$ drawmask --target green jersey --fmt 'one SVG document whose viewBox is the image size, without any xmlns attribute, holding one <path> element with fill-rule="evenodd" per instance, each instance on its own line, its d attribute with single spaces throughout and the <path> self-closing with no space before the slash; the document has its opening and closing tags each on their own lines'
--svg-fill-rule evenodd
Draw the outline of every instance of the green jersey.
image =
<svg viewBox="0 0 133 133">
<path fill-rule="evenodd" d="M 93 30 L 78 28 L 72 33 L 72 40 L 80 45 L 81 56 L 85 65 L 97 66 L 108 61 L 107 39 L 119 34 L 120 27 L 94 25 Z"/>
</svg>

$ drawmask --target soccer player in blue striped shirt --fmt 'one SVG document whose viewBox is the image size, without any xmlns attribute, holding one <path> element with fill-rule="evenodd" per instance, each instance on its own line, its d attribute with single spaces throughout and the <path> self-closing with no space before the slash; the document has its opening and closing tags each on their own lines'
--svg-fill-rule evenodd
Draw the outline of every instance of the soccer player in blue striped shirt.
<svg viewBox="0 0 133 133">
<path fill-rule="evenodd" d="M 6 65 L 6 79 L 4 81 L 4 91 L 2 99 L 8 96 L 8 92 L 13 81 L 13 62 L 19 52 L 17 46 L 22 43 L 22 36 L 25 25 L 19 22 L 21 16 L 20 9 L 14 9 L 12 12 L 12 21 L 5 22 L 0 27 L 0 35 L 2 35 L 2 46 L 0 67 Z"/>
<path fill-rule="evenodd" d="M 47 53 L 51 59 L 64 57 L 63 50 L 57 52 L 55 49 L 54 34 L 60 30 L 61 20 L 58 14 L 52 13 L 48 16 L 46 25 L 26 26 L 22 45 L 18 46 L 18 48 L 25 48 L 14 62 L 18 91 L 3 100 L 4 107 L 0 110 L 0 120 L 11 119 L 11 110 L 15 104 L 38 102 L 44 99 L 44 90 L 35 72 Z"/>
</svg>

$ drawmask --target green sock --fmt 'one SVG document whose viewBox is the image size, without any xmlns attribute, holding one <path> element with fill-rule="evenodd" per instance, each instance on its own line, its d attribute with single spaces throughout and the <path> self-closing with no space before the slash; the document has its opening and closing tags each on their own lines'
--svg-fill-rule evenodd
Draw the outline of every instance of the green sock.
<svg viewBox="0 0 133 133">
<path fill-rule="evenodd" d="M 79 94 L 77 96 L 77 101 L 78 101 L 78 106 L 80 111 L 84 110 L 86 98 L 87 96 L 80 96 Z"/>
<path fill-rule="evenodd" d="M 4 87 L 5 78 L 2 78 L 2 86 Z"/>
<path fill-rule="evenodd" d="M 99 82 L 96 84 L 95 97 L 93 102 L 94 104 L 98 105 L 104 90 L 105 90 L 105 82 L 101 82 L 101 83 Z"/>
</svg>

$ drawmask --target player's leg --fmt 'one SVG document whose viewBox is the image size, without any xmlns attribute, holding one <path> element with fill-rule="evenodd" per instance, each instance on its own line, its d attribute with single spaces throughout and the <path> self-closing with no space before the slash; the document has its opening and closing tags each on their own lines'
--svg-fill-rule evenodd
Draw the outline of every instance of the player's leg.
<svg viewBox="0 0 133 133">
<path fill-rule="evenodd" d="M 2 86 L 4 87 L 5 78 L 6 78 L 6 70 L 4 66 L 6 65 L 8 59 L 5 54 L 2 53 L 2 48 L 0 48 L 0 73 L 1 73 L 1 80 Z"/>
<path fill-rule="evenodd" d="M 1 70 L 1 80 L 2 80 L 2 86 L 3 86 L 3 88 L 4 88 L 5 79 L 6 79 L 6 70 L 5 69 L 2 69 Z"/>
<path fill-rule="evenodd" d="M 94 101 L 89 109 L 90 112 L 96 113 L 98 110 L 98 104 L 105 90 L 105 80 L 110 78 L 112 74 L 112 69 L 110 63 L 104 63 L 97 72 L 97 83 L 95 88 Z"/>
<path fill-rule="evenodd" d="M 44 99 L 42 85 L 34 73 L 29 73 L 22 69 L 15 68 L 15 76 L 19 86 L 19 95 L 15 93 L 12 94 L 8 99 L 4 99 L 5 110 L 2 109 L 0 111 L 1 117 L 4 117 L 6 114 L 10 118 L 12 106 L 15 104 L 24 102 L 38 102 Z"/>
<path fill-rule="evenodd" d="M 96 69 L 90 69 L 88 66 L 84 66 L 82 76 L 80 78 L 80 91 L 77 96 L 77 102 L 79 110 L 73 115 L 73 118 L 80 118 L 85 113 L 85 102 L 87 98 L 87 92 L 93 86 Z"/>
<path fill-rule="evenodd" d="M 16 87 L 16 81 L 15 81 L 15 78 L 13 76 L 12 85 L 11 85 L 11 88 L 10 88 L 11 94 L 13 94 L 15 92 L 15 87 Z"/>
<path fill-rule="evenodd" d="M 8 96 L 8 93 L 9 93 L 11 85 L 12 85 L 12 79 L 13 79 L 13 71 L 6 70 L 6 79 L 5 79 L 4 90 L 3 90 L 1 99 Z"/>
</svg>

### Exercise:
Begin at the line that has "drawmask --target player's" and stop after the last line of the records. Write out every line in that span, requests included, offsetting each number in the answers (the viewBox values and the path coordinates) by adding 101.

### Correct result:
$ drawmask --target player's leg --fmt 'one SVG document whose viewBox is the image size, without any xmlns attribute, holding one <path> element with fill-rule="evenodd" per instance, each instance on its own line, its d attribute with single spaces throughout and the <path> self-closing with no space before the slash; the document has its opening and closing tags each on their own lines'
--svg-fill-rule evenodd
Draw the outline of every instance of the player's leg.
<svg viewBox="101 101 234 234">
<path fill-rule="evenodd" d="M 103 187 L 105 188 L 106 179 L 107 179 L 107 171 L 105 167 L 107 166 L 109 160 L 106 155 L 103 154 L 103 149 L 101 149 L 101 174 L 102 174 L 102 181 Z"/>
<path fill-rule="evenodd" d="M 102 171 L 102 181 L 103 181 L 103 187 L 104 187 L 104 189 L 105 189 L 106 180 L 107 180 L 107 171 L 106 170 L 103 170 Z"/>
<path fill-rule="evenodd" d="M 195 202 L 190 210 L 191 213 L 197 214 L 199 211 L 199 205 L 206 191 L 206 181 L 211 179 L 213 175 L 213 170 L 211 164 L 205 164 L 198 173 L 198 184 L 196 189 Z"/>
<path fill-rule="evenodd" d="M 145 200 L 143 186 L 135 174 L 130 174 L 123 170 L 116 169 L 116 177 L 120 187 L 120 196 L 116 194 L 113 195 L 109 200 L 105 200 L 106 211 L 103 210 L 101 212 L 102 218 L 105 218 L 107 215 L 111 219 L 113 207 L 116 205 L 125 203 L 139 203 Z"/>
<path fill-rule="evenodd" d="M 197 170 L 191 170 L 189 167 L 185 167 L 183 177 L 181 179 L 181 192 L 178 197 L 178 203 L 180 211 L 174 216 L 174 219 L 181 219 L 186 214 L 186 203 L 188 199 L 188 193 L 194 187 Z"/>
<path fill-rule="evenodd" d="M 117 188 L 117 182 L 116 182 L 116 179 L 114 177 L 113 186 L 112 186 L 112 189 L 111 189 L 112 195 L 114 195 L 116 193 L 116 188 Z"/>
<path fill-rule="evenodd" d="M 109 197 L 109 194 L 110 194 L 112 186 L 113 186 L 113 180 L 114 180 L 114 172 L 107 171 L 107 180 L 106 180 L 105 191 L 104 191 L 102 200 Z"/>
</svg>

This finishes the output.